Pull every line from the listing below that contains the string "jeans", and copy each one unchanged.

▶ PROVIDED RECORDS
(begin)

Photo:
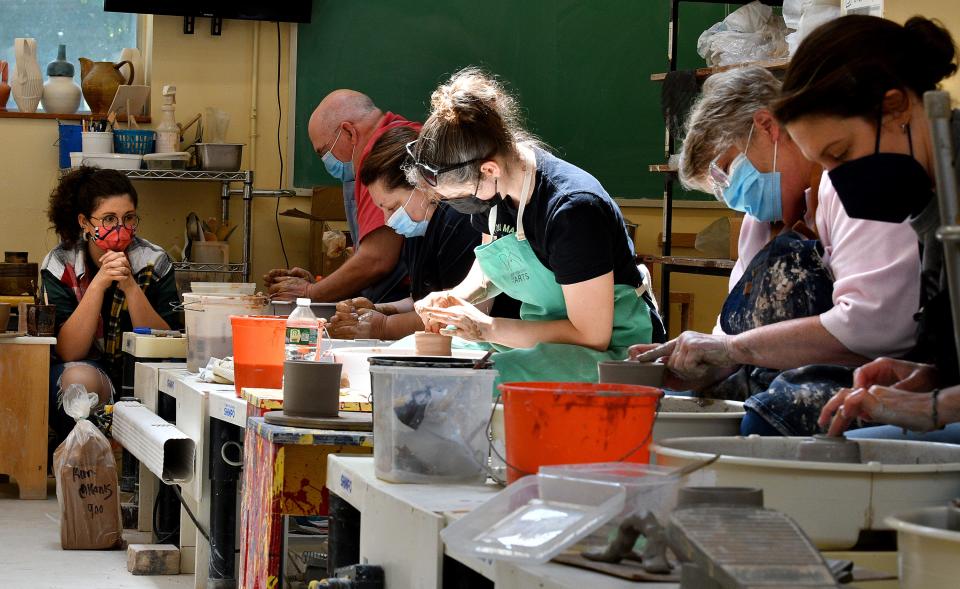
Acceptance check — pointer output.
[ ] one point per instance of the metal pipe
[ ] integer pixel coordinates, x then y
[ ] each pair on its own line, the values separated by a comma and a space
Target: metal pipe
937, 105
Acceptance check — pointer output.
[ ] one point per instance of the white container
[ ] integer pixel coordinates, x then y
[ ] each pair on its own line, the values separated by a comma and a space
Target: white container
687, 417
302, 335
224, 288
832, 502
534, 519
174, 160
97, 142
928, 546
430, 422
207, 318
356, 368
107, 161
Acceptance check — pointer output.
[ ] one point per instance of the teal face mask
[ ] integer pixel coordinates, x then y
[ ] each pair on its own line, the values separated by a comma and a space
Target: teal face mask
401, 222
342, 171
750, 191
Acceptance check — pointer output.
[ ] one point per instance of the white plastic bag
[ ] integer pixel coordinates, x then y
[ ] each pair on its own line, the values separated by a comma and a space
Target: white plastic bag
750, 33
86, 475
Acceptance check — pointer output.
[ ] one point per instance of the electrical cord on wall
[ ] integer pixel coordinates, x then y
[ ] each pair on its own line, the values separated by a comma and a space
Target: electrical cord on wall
276, 213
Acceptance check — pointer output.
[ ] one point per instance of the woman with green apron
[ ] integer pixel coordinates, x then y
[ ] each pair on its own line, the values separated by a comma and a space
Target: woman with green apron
555, 241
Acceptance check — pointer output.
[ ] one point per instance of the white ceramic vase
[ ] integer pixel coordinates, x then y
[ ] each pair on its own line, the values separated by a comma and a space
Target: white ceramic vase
132, 55
61, 95
27, 81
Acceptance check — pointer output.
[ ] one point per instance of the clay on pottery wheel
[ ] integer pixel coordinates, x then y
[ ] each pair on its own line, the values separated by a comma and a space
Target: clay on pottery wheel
100, 80
630, 372
829, 449
432, 344
311, 389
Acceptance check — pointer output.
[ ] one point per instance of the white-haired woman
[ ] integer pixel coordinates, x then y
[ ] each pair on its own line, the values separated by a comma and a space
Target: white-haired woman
814, 293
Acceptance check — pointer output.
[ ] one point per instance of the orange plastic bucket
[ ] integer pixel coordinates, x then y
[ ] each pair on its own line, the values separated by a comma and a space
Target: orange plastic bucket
576, 423
258, 350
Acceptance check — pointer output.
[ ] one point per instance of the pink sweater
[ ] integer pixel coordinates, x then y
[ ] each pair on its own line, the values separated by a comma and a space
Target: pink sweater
876, 269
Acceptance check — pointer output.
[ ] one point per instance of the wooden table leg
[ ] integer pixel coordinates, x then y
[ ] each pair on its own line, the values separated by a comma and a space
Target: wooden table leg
24, 377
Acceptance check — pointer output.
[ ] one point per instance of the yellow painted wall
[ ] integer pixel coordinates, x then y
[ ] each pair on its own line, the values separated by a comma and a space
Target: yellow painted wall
208, 71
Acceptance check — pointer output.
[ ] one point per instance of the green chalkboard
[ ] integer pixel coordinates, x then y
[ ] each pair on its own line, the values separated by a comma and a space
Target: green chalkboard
580, 68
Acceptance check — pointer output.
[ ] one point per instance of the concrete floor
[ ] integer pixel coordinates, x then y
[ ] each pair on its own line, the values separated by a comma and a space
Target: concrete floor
31, 557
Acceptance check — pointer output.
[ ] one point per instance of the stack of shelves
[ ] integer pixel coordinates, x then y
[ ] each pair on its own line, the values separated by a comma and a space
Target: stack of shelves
677, 264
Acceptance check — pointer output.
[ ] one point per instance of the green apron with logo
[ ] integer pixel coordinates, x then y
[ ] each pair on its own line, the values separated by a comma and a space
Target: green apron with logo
510, 263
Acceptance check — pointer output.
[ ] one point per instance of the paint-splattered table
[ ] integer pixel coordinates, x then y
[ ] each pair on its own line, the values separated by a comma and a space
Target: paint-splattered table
285, 473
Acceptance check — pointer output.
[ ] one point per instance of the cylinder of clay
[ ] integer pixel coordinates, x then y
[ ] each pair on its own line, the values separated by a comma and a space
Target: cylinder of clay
311, 389
432, 344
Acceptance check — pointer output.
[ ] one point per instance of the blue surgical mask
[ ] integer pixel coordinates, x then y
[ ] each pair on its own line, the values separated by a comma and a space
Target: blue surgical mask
342, 171
401, 222
753, 192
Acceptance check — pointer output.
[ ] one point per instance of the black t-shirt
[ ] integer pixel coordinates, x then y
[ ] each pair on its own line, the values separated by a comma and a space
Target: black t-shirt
572, 224
442, 258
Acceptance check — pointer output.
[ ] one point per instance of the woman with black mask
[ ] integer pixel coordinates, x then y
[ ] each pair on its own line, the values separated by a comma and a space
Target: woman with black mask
852, 99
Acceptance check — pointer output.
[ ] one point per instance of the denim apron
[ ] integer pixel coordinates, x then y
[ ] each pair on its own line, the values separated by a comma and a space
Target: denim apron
787, 279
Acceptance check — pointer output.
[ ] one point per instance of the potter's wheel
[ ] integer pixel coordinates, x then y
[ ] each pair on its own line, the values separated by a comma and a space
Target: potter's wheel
832, 501
682, 417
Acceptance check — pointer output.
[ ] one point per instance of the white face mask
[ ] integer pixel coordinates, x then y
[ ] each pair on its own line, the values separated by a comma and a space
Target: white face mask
401, 222
342, 171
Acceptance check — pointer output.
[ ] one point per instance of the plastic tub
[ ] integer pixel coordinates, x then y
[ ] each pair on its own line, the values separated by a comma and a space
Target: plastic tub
96, 142
430, 419
207, 319
258, 347
575, 423
356, 367
928, 544
534, 519
894, 476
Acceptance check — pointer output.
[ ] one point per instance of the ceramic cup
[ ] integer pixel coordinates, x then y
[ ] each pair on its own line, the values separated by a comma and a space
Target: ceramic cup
629, 372
311, 389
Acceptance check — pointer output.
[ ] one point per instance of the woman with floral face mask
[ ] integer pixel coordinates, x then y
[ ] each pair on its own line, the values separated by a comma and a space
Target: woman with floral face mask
103, 280
812, 288
437, 249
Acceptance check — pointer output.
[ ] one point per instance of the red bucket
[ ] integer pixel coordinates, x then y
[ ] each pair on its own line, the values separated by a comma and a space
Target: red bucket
258, 351
576, 423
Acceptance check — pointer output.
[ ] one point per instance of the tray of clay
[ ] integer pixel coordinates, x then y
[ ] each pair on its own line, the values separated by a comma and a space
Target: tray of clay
833, 493
534, 519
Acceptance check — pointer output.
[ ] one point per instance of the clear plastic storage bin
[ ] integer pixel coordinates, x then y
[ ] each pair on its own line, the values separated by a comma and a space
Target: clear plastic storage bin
430, 419
534, 519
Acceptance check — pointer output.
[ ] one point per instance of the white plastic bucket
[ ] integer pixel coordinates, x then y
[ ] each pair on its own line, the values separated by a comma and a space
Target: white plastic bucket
207, 318
430, 423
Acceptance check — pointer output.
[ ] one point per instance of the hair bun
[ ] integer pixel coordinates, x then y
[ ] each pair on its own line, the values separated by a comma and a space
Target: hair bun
935, 54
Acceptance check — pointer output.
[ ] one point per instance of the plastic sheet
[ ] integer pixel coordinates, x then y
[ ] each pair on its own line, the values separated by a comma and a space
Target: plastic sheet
750, 33
86, 474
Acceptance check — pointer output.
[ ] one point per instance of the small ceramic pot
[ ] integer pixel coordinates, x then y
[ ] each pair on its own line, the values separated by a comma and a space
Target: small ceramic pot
311, 389
629, 372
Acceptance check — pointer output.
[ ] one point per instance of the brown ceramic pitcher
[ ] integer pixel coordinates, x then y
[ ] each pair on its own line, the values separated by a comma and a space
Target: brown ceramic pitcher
100, 80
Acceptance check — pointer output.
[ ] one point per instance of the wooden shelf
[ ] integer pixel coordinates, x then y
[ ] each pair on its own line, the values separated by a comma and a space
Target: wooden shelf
718, 264
15, 114
702, 73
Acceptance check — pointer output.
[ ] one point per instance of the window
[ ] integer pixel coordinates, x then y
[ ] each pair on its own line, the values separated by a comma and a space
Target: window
81, 25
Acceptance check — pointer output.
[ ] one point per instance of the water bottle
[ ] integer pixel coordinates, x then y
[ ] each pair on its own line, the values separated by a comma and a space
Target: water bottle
303, 333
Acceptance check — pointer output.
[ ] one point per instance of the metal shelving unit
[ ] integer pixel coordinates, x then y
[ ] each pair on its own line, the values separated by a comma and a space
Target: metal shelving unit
225, 179
670, 263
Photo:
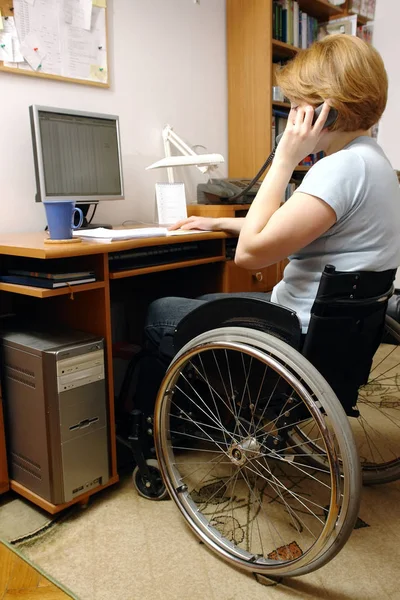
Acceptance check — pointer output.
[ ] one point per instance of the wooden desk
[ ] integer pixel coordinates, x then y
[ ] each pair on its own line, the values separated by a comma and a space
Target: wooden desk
88, 307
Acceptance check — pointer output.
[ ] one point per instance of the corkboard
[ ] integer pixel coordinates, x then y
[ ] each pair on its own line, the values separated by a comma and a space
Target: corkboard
7, 10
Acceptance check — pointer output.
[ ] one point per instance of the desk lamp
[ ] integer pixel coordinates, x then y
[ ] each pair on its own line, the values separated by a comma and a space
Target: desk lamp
204, 162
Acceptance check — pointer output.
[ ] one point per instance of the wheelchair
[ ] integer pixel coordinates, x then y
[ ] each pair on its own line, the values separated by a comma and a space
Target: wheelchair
263, 436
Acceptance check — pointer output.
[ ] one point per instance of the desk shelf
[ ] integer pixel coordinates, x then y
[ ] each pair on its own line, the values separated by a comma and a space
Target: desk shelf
28, 290
166, 267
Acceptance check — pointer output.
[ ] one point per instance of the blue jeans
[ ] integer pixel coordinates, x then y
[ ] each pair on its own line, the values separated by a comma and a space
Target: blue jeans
164, 314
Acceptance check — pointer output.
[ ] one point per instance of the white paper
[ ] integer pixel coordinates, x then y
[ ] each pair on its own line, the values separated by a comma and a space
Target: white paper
108, 235
18, 57
81, 48
33, 50
171, 202
71, 50
42, 19
6, 49
78, 13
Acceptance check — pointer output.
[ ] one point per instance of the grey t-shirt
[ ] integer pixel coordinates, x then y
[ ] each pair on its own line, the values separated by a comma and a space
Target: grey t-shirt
359, 183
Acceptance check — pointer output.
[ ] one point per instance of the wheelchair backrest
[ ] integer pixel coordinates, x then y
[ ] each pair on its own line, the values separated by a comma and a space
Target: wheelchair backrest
346, 328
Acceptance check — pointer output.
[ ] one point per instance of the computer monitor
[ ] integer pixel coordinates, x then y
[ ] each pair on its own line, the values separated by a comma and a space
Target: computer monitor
77, 155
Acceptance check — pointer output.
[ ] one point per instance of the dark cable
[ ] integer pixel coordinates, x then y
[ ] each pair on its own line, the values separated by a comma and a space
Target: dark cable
257, 177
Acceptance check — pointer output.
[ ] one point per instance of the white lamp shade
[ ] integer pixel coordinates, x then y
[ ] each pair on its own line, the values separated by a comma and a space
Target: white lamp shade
197, 160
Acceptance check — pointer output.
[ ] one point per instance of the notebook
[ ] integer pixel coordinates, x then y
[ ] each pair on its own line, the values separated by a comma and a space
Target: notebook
100, 234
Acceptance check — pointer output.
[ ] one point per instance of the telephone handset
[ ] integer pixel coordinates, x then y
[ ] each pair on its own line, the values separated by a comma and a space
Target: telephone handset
330, 120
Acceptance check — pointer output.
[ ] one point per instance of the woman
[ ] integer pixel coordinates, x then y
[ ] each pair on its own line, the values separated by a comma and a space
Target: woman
346, 212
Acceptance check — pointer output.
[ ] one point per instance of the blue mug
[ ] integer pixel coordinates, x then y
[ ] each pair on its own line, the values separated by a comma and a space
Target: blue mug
60, 218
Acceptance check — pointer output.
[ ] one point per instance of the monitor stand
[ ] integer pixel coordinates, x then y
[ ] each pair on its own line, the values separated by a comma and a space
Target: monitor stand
85, 225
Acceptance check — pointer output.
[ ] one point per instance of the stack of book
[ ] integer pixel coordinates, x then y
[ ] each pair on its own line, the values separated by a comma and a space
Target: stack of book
293, 26
46, 279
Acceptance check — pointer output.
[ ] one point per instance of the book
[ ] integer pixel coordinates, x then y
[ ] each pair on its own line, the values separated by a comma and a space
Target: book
43, 282
52, 276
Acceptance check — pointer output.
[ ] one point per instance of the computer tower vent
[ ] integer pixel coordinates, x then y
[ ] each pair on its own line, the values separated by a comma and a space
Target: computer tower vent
20, 369
26, 465
21, 375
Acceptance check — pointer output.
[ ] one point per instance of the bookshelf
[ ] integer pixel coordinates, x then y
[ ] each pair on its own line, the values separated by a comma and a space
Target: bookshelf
251, 54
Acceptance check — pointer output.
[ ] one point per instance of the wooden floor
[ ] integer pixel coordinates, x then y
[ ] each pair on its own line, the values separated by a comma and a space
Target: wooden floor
19, 580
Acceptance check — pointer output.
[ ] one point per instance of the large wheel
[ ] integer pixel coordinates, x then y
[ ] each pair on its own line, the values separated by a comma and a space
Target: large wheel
377, 428
223, 419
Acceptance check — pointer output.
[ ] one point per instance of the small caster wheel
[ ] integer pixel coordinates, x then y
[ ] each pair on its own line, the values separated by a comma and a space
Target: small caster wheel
143, 486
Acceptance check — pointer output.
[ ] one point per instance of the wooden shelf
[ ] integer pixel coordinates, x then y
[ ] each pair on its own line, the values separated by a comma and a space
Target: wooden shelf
361, 20
166, 267
283, 50
28, 290
282, 104
320, 9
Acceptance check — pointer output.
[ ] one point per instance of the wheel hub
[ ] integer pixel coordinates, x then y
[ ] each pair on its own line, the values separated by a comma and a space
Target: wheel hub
240, 453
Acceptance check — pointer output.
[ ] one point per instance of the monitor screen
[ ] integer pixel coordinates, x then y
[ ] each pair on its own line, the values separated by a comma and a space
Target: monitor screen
77, 155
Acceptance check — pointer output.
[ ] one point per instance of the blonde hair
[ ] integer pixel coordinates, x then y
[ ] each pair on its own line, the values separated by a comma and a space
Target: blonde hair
344, 70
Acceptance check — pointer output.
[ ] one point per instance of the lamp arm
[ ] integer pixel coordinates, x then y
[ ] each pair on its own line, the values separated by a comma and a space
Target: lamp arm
169, 136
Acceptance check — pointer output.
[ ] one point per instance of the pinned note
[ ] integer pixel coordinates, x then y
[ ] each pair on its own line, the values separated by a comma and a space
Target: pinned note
99, 73
6, 48
171, 203
33, 50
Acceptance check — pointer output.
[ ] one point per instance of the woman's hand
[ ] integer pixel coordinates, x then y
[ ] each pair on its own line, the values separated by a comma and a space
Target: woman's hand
300, 137
202, 223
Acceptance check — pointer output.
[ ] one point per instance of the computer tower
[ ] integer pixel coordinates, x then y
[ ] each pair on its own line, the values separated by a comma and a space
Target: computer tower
54, 388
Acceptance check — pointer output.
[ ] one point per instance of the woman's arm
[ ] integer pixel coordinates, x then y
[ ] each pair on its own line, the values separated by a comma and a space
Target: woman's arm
270, 233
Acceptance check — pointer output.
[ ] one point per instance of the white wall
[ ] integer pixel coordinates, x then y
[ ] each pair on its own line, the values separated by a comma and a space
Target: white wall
387, 41
168, 65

(end)

▶ REPLY TO THE TASK
[ ] one point per instance of the blue jeans
Target: blue jeans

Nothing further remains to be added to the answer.